REQUIRED WORK - Format the lines of the listing as a numbered list, omitting blank lines, beginning with the line containing "Can you see the blue" and ending with the final line of the listing.
[START OF RECORDS]
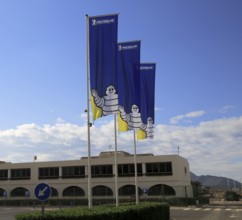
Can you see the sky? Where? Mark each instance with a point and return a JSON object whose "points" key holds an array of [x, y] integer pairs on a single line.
{"points": [[196, 46]]}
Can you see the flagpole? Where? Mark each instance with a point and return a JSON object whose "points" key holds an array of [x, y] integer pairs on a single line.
{"points": [[89, 192], [135, 172], [115, 160]]}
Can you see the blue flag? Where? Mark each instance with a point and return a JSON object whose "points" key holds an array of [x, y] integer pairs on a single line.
{"points": [[129, 86], [103, 32], [147, 94]]}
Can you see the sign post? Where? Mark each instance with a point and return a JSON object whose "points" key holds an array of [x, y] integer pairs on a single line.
{"points": [[42, 193]]}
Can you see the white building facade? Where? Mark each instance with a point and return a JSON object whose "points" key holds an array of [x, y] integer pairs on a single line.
{"points": [[159, 176]]}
[END OF RECORDS]
OUTPUT OF THE EXERCISE -
1. Can you see the blue flag? Where? Mark each instance with a point and return a JSON object whose "points" key holds an array of [x, y] integer pairs on a single line.
2. {"points": [[129, 86], [103, 32], [147, 94]]}
3. Can you see the sign post? Where? Mark each instance with a point and return a JSON object whose "points" key holds an array of [x, y] integer pairs on a single line.
4. {"points": [[42, 193]]}
5. Can you see the white building facade? Where? Mark each instance with a point and return a JSON object whose "points" key holds an array of [x, y] integer pairs on a single line.
6. {"points": [[159, 176]]}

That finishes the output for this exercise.